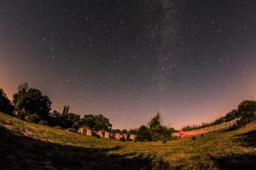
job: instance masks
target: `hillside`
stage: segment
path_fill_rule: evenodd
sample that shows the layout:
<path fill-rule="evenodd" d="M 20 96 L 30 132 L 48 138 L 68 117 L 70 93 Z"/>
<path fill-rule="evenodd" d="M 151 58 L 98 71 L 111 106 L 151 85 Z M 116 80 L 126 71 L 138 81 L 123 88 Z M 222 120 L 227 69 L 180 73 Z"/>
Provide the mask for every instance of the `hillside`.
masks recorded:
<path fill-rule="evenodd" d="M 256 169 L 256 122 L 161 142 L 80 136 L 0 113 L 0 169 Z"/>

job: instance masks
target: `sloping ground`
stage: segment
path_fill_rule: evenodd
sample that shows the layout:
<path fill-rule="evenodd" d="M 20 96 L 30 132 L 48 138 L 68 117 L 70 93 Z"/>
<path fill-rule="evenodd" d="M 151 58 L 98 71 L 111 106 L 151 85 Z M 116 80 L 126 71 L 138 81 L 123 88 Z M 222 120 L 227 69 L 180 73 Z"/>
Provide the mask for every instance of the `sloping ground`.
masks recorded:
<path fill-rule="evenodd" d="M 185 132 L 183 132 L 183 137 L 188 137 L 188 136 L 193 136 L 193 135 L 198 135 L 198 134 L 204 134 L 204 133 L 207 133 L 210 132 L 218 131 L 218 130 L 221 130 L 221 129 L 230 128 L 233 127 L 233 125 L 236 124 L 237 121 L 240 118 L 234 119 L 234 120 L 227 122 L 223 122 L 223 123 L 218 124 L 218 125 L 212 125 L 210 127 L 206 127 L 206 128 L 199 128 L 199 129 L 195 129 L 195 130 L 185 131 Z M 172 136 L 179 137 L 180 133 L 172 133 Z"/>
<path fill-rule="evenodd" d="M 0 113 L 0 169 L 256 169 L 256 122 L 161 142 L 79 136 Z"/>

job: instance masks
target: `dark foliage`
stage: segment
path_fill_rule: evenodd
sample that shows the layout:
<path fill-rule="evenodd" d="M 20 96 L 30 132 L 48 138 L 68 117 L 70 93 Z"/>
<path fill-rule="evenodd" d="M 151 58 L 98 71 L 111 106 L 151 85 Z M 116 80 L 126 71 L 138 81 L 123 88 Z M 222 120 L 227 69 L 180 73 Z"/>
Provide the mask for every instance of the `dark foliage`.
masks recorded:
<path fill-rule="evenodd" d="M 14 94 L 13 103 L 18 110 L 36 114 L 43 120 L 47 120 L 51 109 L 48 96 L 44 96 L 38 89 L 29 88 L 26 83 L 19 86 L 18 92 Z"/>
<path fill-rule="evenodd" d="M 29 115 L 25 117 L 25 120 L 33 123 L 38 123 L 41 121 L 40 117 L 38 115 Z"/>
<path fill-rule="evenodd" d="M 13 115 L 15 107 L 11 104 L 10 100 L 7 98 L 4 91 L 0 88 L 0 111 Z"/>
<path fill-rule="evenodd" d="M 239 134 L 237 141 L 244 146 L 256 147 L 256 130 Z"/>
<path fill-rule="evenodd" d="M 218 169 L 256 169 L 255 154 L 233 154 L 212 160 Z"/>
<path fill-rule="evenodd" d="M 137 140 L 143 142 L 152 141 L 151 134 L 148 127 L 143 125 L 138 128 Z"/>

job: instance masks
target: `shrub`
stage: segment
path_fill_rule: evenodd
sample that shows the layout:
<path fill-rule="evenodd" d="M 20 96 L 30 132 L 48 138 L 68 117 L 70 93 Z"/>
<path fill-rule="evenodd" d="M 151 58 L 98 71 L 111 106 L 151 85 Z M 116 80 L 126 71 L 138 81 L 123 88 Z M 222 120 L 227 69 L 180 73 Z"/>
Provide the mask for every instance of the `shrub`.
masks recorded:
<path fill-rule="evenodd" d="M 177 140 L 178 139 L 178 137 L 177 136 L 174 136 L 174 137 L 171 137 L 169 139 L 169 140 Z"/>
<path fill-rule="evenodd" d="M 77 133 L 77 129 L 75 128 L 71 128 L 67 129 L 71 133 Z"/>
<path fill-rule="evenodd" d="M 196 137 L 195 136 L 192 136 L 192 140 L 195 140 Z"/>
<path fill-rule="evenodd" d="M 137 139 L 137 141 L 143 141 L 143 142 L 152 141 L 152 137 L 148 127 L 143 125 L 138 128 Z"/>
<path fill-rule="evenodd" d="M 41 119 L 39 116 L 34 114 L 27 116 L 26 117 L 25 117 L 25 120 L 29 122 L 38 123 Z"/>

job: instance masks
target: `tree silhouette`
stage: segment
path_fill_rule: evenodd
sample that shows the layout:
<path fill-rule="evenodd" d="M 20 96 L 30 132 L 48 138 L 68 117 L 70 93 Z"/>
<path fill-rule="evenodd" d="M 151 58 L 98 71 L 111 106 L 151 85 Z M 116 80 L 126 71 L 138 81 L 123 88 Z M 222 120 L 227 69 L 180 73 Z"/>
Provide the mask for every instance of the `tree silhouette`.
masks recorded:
------------------------------------------------------------
▸ WHAT YOU NEED TO DO
Leave out the pictures and output every record above precisely as given.

▸ EXERCISE RESPONSE
job: instance masks
target: `hillside`
stage: segment
path_fill_rule: evenodd
sample that shows the layout:
<path fill-rule="evenodd" d="M 20 96 L 30 132 L 48 138 L 68 117 L 70 93 Z"/>
<path fill-rule="evenodd" d="M 151 58 L 98 71 L 111 106 L 151 85 Z M 116 80 L 126 71 L 138 81 L 123 88 Z M 222 120 L 227 69 L 180 73 Z"/>
Provide the mask for every instance of the `hillside`.
masks recorded:
<path fill-rule="evenodd" d="M 256 169 L 256 122 L 161 142 L 80 136 L 0 113 L 0 169 Z"/>

job: instance masks
target: `sloping ground`
stage: segment
path_fill_rule: evenodd
sample that shows the layout:
<path fill-rule="evenodd" d="M 20 96 L 30 132 L 48 138 L 68 117 L 70 93 Z"/>
<path fill-rule="evenodd" d="M 151 58 L 98 71 L 111 106 L 151 85 Z M 116 80 L 126 71 L 138 81 L 123 88 Z M 222 120 L 227 69 L 180 73 Z"/>
Provide the mask for every instance of the `sloping ground`.
masks recorded:
<path fill-rule="evenodd" d="M 185 132 L 183 132 L 183 137 L 188 137 L 188 136 L 193 136 L 193 135 L 198 135 L 198 134 L 204 134 L 204 133 L 207 133 L 210 132 L 218 131 L 218 130 L 221 130 L 221 129 L 230 128 L 233 127 L 233 125 L 236 124 L 237 121 L 240 118 L 234 119 L 234 120 L 227 122 L 223 122 L 223 123 L 218 124 L 218 125 L 212 125 L 210 127 L 206 127 L 206 128 L 199 128 L 199 129 L 195 129 L 195 130 L 185 131 Z M 172 136 L 179 137 L 180 133 L 172 133 Z"/>
<path fill-rule="evenodd" d="M 0 113 L 0 169 L 256 169 L 256 122 L 161 142 L 79 136 Z"/>

job: instance masks
target: `dark foliage`
stage: segment
path_fill_rule: evenodd
sample that shows the layout:
<path fill-rule="evenodd" d="M 20 96 L 30 132 L 48 138 L 68 117 L 70 93 Z"/>
<path fill-rule="evenodd" d="M 151 58 L 98 71 L 111 106 L 151 85 Z M 116 80 L 126 71 L 138 81 L 123 88 Z M 222 120 L 227 69 L 180 73 Z"/>
Provide the mask for every instance of the `dark foliage`.
masks recorded:
<path fill-rule="evenodd" d="M 14 94 L 13 103 L 18 110 L 36 114 L 43 120 L 47 120 L 51 109 L 48 96 L 44 96 L 38 89 L 29 88 L 26 83 L 19 86 L 18 92 Z"/>
<path fill-rule="evenodd" d="M 29 115 L 25 117 L 25 120 L 33 123 L 38 123 L 41 121 L 40 117 L 38 115 Z"/>
<path fill-rule="evenodd" d="M 13 115 L 15 107 L 11 104 L 10 100 L 7 98 L 4 91 L 0 88 L 0 111 Z"/>
<path fill-rule="evenodd" d="M 239 134 L 237 141 L 244 146 L 256 147 L 256 130 Z"/>
<path fill-rule="evenodd" d="M 218 169 L 256 169 L 255 154 L 233 154 L 212 160 Z"/>
<path fill-rule="evenodd" d="M 137 140 L 143 142 L 152 141 L 151 134 L 148 127 L 143 125 L 138 128 Z"/>

job: instance masks
target: `shrub`
stage: segment
path_fill_rule: evenodd
sample that shows the layout:
<path fill-rule="evenodd" d="M 20 96 L 30 132 L 48 138 L 68 117 L 70 93 Z"/>
<path fill-rule="evenodd" d="M 151 58 L 98 71 L 111 106 L 151 85 Z M 116 80 L 126 71 L 138 81 L 123 88 Z M 222 120 L 227 69 L 180 73 Z"/>
Provide the mask for every instance of the `shrub`.
masks recorded:
<path fill-rule="evenodd" d="M 177 140 L 178 139 L 178 137 L 177 136 L 174 136 L 174 137 L 171 137 L 169 139 L 169 140 Z"/>
<path fill-rule="evenodd" d="M 77 133 L 77 129 L 75 128 L 71 128 L 67 129 L 71 133 Z"/>
<path fill-rule="evenodd" d="M 196 137 L 195 136 L 192 136 L 192 140 L 195 140 Z"/>
<path fill-rule="evenodd" d="M 137 139 L 137 141 L 143 141 L 143 142 L 152 141 L 152 137 L 148 127 L 143 125 L 138 128 Z"/>
<path fill-rule="evenodd" d="M 41 119 L 39 116 L 34 114 L 27 116 L 26 117 L 25 117 L 25 120 L 29 122 L 38 123 Z"/>

job: instance masks
target: `tree silhouette`
stage: segment
path_fill_rule: evenodd
sample that shows the layout:
<path fill-rule="evenodd" d="M 20 96 L 30 132 L 48 138 L 68 117 L 70 93 Z"/>
<path fill-rule="evenodd" d="M 151 58 L 98 71 L 111 106 L 151 85 Z M 116 80 L 126 71 L 138 81 L 123 88 Z M 222 120 L 227 69 L 180 73 Z"/>
Provide the mask for every instance of the `tree silhouette`.
masks recorded:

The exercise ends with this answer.